Supplied information

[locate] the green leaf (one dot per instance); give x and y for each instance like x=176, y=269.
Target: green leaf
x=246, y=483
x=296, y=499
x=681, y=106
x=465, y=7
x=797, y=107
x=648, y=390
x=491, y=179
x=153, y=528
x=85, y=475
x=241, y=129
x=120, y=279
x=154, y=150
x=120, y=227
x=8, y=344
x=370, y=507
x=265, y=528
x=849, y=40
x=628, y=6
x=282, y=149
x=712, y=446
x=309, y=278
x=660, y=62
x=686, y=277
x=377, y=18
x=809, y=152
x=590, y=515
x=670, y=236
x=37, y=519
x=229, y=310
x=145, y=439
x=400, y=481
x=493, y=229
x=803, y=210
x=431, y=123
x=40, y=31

==

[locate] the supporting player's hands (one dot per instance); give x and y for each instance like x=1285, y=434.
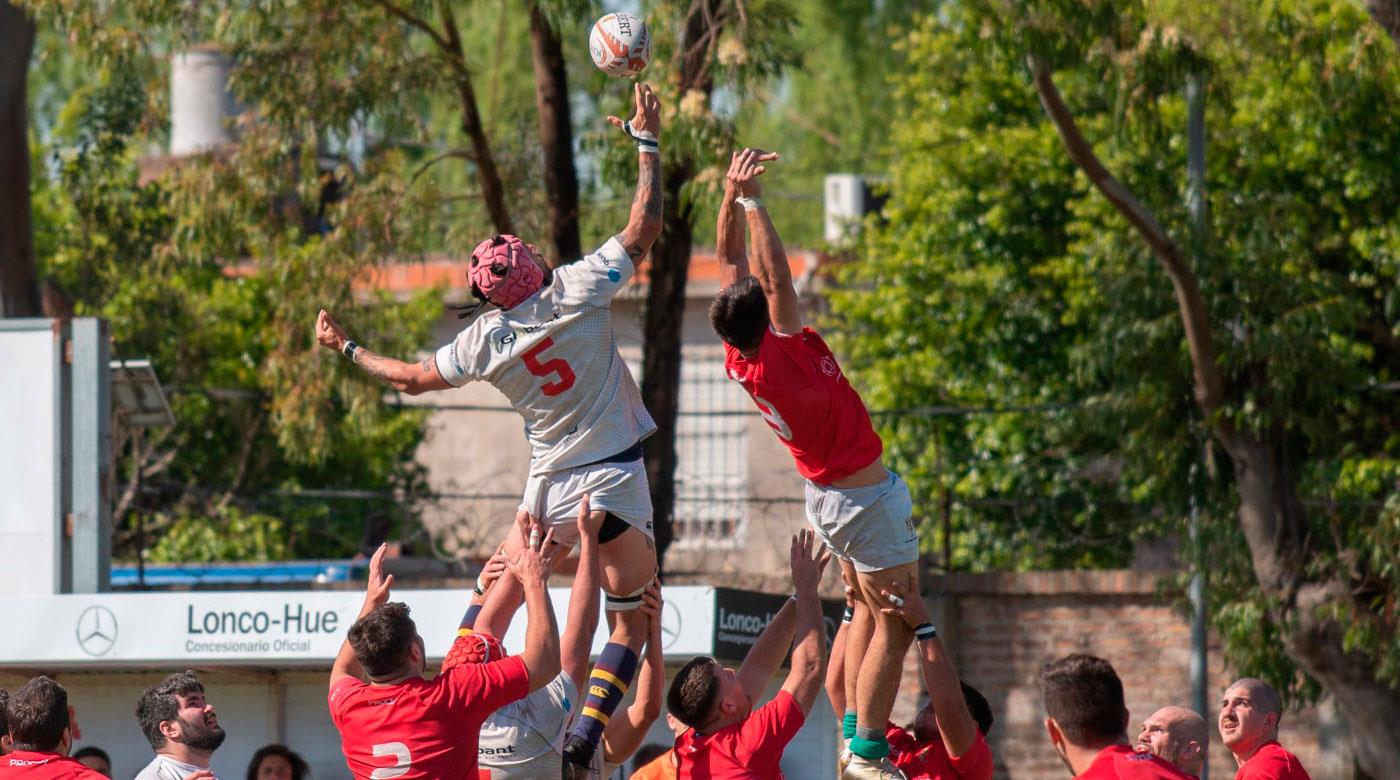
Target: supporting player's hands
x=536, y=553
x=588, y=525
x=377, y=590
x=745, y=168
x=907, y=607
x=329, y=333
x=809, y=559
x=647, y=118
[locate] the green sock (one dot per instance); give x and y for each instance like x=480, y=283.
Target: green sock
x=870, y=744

---

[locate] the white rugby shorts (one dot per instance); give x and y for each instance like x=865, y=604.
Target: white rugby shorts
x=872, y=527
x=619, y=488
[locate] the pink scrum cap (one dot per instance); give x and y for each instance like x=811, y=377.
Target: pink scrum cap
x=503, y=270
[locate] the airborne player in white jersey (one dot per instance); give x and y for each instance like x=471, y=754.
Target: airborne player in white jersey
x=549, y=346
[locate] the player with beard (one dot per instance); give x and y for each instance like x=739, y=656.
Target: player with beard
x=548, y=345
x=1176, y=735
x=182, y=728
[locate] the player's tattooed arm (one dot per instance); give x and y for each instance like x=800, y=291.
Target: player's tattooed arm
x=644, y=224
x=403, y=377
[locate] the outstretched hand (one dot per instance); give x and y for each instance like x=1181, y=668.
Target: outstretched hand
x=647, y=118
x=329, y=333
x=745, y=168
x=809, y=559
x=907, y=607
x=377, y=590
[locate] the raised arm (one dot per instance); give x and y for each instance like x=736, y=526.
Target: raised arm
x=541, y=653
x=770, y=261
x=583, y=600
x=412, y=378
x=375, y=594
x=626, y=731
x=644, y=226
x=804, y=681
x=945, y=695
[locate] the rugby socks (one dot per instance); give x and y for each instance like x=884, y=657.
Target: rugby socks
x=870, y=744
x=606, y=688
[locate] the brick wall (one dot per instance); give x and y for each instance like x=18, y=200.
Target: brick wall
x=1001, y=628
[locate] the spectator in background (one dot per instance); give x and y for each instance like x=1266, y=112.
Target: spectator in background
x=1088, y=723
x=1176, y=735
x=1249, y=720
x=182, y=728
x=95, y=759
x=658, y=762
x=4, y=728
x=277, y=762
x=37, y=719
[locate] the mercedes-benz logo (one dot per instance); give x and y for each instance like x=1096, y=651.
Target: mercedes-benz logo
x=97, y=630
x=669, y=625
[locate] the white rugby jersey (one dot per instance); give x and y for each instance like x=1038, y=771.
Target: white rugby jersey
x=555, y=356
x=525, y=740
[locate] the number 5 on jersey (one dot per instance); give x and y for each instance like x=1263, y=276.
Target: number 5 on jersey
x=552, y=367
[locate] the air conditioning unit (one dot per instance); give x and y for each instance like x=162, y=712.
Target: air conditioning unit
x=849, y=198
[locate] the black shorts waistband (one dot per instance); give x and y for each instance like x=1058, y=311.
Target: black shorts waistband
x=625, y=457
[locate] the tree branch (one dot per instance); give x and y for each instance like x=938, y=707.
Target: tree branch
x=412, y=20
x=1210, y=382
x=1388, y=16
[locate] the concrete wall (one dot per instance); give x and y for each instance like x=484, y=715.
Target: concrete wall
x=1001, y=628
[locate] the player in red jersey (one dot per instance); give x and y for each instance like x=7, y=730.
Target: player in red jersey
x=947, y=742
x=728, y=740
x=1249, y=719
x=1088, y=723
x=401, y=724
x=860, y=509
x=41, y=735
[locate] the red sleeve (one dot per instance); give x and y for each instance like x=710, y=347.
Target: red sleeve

What the task asks
Looking over the records, find each line with the word "sleeve" and copy it.

Expected answer
[locate] the red sleeve (one dot per instance); give x and y for each instance like x=710, y=347.
Target: red sleeve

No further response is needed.